Provided entries ->
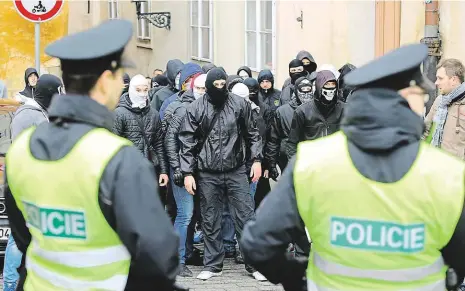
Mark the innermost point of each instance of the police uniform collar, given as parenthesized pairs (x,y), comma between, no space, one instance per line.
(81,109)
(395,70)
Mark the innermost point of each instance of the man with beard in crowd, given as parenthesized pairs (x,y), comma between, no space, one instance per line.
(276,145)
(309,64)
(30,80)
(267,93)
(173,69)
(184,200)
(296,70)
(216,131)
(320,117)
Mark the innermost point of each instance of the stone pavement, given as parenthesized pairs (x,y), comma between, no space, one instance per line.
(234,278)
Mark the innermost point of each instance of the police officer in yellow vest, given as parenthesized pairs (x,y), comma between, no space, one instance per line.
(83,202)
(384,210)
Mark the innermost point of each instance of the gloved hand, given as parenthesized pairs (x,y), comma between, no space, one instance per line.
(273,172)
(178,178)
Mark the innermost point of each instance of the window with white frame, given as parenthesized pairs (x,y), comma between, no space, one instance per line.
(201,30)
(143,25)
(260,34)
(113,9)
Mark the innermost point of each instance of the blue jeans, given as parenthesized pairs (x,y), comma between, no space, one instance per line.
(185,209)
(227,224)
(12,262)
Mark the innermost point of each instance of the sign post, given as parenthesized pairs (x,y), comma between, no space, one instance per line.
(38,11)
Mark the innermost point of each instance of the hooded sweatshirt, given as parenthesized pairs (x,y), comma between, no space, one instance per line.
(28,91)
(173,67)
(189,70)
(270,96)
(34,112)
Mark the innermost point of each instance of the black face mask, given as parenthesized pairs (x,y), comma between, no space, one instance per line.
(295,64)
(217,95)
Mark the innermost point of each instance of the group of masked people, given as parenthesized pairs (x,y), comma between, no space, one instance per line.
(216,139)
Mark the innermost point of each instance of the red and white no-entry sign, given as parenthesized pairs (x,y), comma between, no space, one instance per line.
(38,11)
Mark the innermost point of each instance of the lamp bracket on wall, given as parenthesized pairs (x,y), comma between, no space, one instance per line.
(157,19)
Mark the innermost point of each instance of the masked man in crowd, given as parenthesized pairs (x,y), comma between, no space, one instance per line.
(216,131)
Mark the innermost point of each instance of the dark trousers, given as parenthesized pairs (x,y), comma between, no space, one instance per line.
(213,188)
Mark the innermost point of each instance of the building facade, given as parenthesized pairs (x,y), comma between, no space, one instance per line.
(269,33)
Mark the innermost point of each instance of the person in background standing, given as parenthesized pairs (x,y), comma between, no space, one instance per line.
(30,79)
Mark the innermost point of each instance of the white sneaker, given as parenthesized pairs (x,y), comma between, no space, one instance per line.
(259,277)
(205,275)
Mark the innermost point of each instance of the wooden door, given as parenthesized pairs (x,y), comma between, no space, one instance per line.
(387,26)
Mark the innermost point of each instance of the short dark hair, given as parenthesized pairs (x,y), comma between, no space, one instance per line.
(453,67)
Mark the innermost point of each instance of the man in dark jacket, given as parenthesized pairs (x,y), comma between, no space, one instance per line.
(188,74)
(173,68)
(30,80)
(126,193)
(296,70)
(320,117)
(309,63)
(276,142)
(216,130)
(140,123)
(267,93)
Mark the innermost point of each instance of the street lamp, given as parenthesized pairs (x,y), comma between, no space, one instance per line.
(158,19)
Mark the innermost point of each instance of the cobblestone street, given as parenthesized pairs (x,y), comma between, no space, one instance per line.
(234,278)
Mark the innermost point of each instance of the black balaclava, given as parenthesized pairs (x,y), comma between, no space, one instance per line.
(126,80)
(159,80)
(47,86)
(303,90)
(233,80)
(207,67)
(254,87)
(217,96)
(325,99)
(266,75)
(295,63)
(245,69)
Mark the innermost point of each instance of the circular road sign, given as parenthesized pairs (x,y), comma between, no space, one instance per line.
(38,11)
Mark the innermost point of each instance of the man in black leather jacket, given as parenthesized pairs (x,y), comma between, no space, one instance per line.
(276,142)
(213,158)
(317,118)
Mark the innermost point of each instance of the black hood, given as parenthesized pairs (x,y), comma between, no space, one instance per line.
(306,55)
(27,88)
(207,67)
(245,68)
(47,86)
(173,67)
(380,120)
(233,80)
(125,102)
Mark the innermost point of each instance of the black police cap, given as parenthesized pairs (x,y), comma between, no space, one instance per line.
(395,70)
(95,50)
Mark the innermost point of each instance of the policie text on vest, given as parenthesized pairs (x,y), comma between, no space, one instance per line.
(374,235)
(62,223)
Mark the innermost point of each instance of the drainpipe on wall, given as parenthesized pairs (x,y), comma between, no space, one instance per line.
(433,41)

==

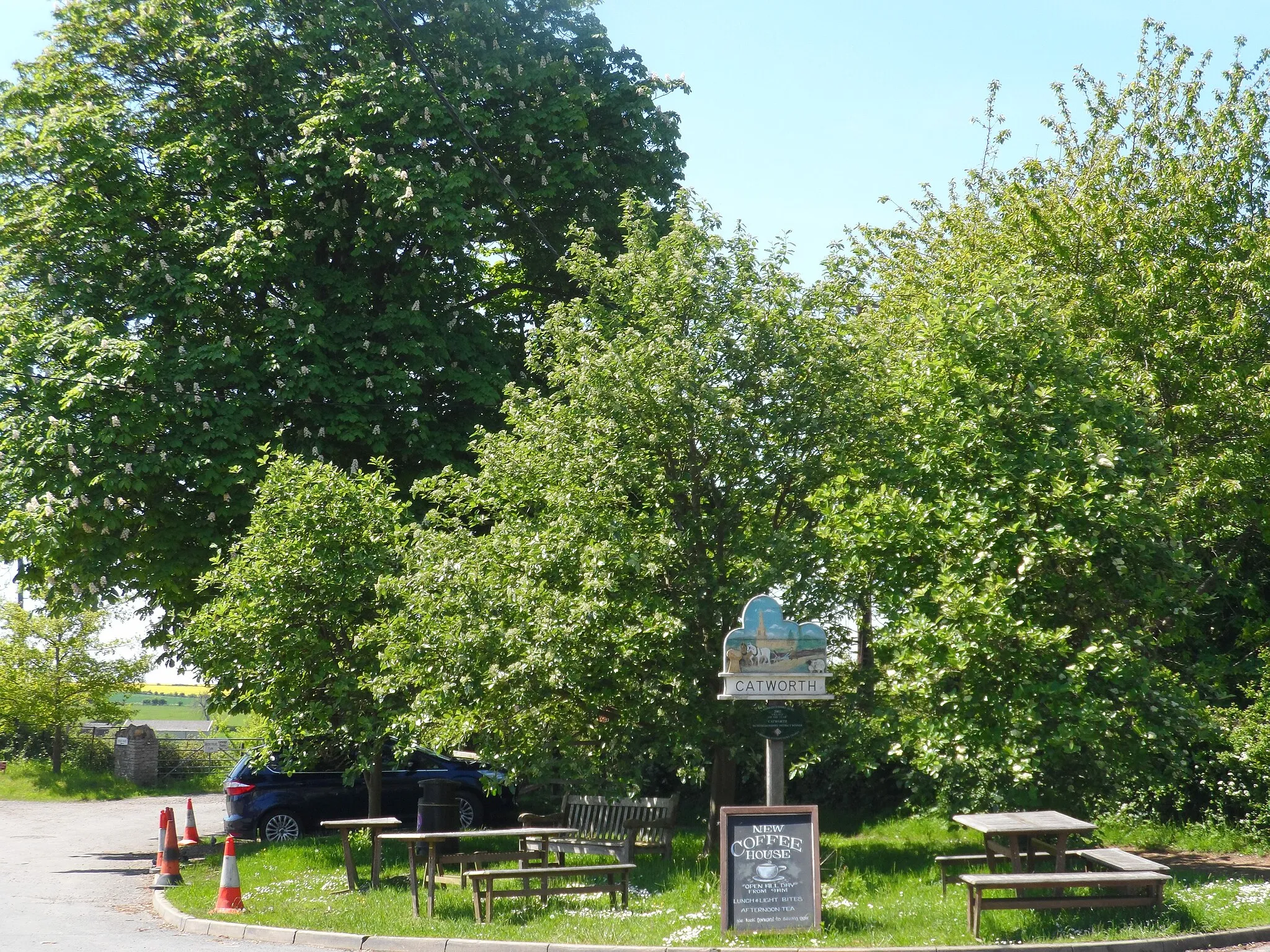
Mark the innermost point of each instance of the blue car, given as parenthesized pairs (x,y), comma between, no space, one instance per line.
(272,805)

Directive -> Pick out every line in the entries above that contains the string "police", matching case exactly.

Solution below ->
Mark the innermost point of each instance of the police uniform collar, given as parenthesized pairs (x,y), comma between, no space, one instance per line.
Mark the innermost point of each instance of the police officer in yellow vest, given as parenthesized pairs (x,y), comma between, no space, one instance per line.
Mark the innermost point of each instance of the black police cap, given as parenthesized pairs (x,y), comma between, no space, one instance per line.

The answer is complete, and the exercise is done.